>> begin RECORDS FOR THE EXERCISE
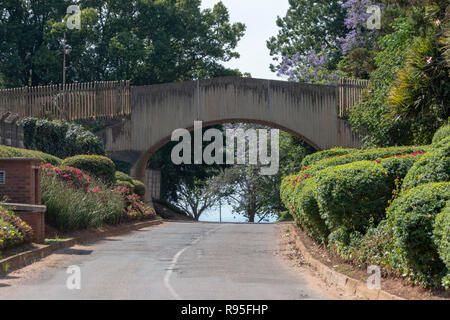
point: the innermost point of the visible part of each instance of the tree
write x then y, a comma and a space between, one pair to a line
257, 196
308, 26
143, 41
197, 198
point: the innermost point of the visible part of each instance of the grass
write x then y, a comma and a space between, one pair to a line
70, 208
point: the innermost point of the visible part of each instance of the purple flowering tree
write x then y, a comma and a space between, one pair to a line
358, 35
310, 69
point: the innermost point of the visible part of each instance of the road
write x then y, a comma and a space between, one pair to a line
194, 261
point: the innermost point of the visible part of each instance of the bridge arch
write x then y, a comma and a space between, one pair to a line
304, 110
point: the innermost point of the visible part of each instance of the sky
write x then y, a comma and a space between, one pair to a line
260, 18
>> end RECORDS FOR THE EXERCISE
▶ [THE EXERCISE]: Copy the material from the line with "purple flowering tree" through the end, swapping "innermost point" for "center point" and keeping everything else the same.

▶ [THE RESPONSE]:
point: the center point of the visible part of each instance of the purple flowering tree
write x then y, a comma and a space between, one pair to a line
358, 35
310, 69
point: the center point of the visible part of each instance of the road
write x then y, a comma and a space between, one pair to a line
194, 261
point: the center point of the visible part of each instance of the bridge arch
write x then y, a comma and a space between, one pair to a line
304, 110
point: the center point of the visible part of each instance of the sky
write x then y, a comma and a space between, one pair to a line
260, 18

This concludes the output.